▸ **Exercise directions**
Copy out the valuation allowances passage below word for word. Start at "In 2005, we" and stop after "one tax group.".

--- Passage to read ---

Valuation Allowances
Each period, we evaluate the likelihood of whether some portion or all of each deferred tax asset will not be realized. This evaluation is based on historic and future expected levels of taxable income, the pattern and timing of reversals of taxable temporary timing differences that give rise to deferred tax liabilities, and tax planning initiatives. Levels of future taxable income are affected by, among other things, market gold prices, production costs, quantities of proven and probable gold and copper reserves, interest rates and foreign currency exchange rates. If we determine that it is more likely than not (a likelihood of more than 50%) that all or some portion of a deferred tax asset will not be realized, then we record a valuation allowance against the amount we do not expect to realize. Changes in valuation allowances are recorded as a component of income tax expense or recovery for each period. The most significant recent trend impacting expected levels of future taxable and valuation allowances has been rising gold and copper prices. A continuation of this trend could lead to the release of some of the valuation allowances recorded, with a corresponding effect on earnings in the period of release.
     In 2006, we released $25 million of valuation allowances in the United States due to the estimated effect of higher market gold prices on the ability to utilize deferred tax assets. We released $9 million of valuation allowances in a Chilean entity due to the availability of income. We released valuation allowances of $19 million in Canada reflecting utilization of capital losses.
     In 2005, we released valuation allowances totaling $32 million, which mainly included amounts totaling $31 million in Argentina, relating to the effect of the higher gold price environment and start-up of production at Veladero in 2005. We released valuation allowances totaling $5 million in 2004 as a consequence of an election to consolidate our Australian operations into one tax group.

--- Provided material ---

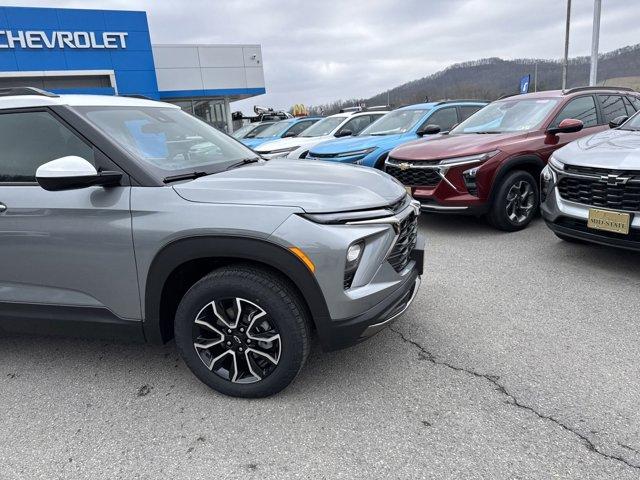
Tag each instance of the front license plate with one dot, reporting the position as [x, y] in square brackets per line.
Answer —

---

▸ **Final result**
In 2005, we released valuation allowances totaling $32 million, which mainly included amounts totaling $31 million in Argentina, relating to the effect of the higher gold price environment and start-up of production at Veladero in 2005. We released valuation allowances totaling $5 million in 2004 as a consequence of an election to consolidate our Australian operations into one tax group.